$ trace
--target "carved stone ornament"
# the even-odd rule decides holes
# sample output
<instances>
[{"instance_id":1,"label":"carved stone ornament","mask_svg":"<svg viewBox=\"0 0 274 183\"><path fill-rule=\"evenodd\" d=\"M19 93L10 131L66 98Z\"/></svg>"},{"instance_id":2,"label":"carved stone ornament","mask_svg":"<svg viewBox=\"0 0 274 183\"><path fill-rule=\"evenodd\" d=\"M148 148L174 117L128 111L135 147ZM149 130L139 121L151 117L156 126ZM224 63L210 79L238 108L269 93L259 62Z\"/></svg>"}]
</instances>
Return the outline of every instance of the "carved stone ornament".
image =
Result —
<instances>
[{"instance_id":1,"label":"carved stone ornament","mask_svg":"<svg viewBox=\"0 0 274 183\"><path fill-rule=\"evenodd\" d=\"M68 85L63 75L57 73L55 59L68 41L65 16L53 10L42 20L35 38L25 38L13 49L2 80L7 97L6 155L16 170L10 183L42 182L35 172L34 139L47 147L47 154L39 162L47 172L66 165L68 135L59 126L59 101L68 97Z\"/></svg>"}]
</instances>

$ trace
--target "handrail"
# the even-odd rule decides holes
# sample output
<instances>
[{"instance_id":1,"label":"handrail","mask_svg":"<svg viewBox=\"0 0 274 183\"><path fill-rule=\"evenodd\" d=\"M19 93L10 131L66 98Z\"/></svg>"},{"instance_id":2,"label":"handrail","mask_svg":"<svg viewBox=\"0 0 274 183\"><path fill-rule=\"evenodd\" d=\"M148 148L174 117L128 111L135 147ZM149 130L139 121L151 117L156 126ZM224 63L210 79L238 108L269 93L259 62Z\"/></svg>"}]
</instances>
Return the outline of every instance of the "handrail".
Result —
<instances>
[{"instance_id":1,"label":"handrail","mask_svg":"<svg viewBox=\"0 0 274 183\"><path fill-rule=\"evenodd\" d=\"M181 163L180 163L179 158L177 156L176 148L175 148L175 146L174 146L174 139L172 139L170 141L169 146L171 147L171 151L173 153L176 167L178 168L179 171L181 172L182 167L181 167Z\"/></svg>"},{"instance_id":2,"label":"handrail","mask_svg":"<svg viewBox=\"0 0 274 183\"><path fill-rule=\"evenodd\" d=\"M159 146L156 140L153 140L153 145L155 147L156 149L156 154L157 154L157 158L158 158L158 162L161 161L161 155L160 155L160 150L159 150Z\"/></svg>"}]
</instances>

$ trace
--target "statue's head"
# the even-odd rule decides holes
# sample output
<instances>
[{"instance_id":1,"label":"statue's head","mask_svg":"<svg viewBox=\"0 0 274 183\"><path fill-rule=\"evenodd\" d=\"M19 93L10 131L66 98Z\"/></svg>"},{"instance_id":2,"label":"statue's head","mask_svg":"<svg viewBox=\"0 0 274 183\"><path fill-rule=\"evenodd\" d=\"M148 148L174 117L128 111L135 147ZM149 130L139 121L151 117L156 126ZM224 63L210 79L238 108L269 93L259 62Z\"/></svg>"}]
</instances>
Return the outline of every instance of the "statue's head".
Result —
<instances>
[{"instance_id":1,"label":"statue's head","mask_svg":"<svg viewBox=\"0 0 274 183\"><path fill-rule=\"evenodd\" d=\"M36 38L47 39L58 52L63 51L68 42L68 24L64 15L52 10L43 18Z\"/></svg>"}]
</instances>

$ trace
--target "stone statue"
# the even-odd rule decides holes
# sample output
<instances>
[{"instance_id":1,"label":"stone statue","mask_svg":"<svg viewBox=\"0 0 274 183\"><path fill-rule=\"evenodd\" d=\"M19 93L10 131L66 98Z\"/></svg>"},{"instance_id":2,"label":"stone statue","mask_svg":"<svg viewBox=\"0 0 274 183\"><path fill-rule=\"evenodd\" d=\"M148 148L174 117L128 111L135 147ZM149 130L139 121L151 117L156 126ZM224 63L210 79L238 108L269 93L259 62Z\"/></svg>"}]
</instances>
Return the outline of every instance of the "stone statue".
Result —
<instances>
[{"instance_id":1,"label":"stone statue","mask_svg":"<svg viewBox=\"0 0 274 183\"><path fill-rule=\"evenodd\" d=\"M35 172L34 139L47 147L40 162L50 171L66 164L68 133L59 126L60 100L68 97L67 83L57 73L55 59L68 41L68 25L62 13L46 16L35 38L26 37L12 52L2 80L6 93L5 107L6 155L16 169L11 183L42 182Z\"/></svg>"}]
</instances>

********

_AIM_.
Repeat every line of the records above exactly.

_OUTPUT FOR THIS EXERCISE_.
$ trace
--target "carved stone ornament"
# the even-odd rule decides holes
# sample output
<instances>
[{"instance_id":1,"label":"carved stone ornament","mask_svg":"<svg viewBox=\"0 0 274 183\"><path fill-rule=\"evenodd\" d=\"M19 93L10 131L66 98Z\"/></svg>"},{"instance_id":2,"label":"carved stone ornament","mask_svg":"<svg viewBox=\"0 0 274 183\"><path fill-rule=\"evenodd\" d=\"M148 148L174 117L128 111L135 147ZM149 130L139 121L151 117L156 126ZM224 63L210 79L238 108L269 93L259 62Z\"/></svg>"}]
</instances>
Return the outline of every instance of the "carved stone ornament".
image =
Result —
<instances>
[{"instance_id":1,"label":"carved stone ornament","mask_svg":"<svg viewBox=\"0 0 274 183\"><path fill-rule=\"evenodd\" d=\"M68 85L63 75L57 73L55 59L68 41L65 16L53 10L42 20L35 38L25 38L13 49L2 80L7 97L6 155L16 170L10 183L42 182L35 172L34 139L47 147L47 154L39 162L47 172L66 165L68 135L59 126L59 101L68 97Z\"/></svg>"}]
</instances>

$ trace
--target "handrail"
# the even-odd rule decides holes
# sample output
<instances>
[{"instance_id":1,"label":"handrail","mask_svg":"<svg viewBox=\"0 0 274 183\"><path fill-rule=\"evenodd\" d=\"M19 93L10 131L66 98Z\"/></svg>"},{"instance_id":2,"label":"handrail","mask_svg":"<svg viewBox=\"0 0 274 183\"><path fill-rule=\"evenodd\" d=\"M148 148L174 117L128 111L135 147ZM149 130L139 121L151 117L156 126ZM224 63L210 79L238 108L269 93L259 62Z\"/></svg>"}]
</instances>
Return the outline of every instance of the "handrail".
Result —
<instances>
[{"instance_id":1,"label":"handrail","mask_svg":"<svg viewBox=\"0 0 274 183\"><path fill-rule=\"evenodd\" d=\"M181 163L180 163L179 158L177 156L176 148L175 148L175 146L174 146L174 139L172 139L170 141L169 146L171 147L171 151L173 153L176 167L178 168L179 171L181 172L182 167L181 167Z\"/></svg>"},{"instance_id":2,"label":"handrail","mask_svg":"<svg viewBox=\"0 0 274 183\"><path fill-rule=\"evenodd\" d=\"M159 146L156 140L153 140L153 145L155 147L156 149L156 154L157 154L157 158L158 158L158 162L161 161L161 155L160 155L160 150L159 150Z\"/></svg>"}]
</instances>

$ trace
--target "statue's head"
# the even-odd rule decides holes
# sample output
<instances>
[{"instance_id":1,"label":"statue's head","mask_svg":"<svg viewBox=\"0 0 274 183\"><path fill-rule=\"evenodd\" d=\"M19 93L10 131L66 98Z\"/></svg>"},{"instance_id":2,"label":"statue's head","mask_svg":"<svg viewBox=\"0 0 274 183\"><path fill-rule=\"evenodd\" d=\"M148 148L174 117L128 111L135 147ZM149 130L139 121L151 117L156 126ZM224 63L210 79L238 108L269 93L259 62Z\"/></svg>"}]
</instances>
Return the outline of every instance of the "statue's head".
Result —
<instances>
[{"instance_id":1,"label":"statue's head","mask_svg":"<svg viewBox=\"0 0 274 183\"><path fill-rule=\"evenodd\" d=\"M36 38L47 39L58 52L63 51L68 42L68 24L64 15L52 10L43 18Z\"/></svg>"}]
</instances>

$ trace
--target "stone statue"
# the even-odd rule decides holes
# sample output
<instances>
[{"instance_id":1,"label":"stone statue","mask_svg":"<svg viewBox=\"0 0 274 183\"><path fill-rule=\"evenodd\" d=\"M19 93L10 131L66 98Z\"/></svg>"},{"instance_id":2,"label":"stone statue","mask_svg":"<svg viewBox=\"0 0 274 183\"><path fill-rule=\"evenodd\" d=\"M148 148L174 117L128 111L135 147ZM149 130L139 121L151 117L156 126ZM224 63L210 79L238 108L269 93L259 62Z\"/></svg>"}]
</instances>
Return the outline of every instance of the "stone statue".
Result —
<instances>
[{"instance_id":1,"label":"stone statue","mask_svg":"<svg viewBox=\"0 0 274 183\"><path fill-rule=\"evenodd\" d=\"M35 172L34 139L47 147L40 162L50 171L66 164L68 133L59 126L60 100L68 97L67 83L57 73L55 59L68 41L68 25L62 13L46 16L35 38L26 37L12 52L2 80L6 93L5 107L6 155L16 169L11 183L42 182Z\"/></svg>"}]
</instances>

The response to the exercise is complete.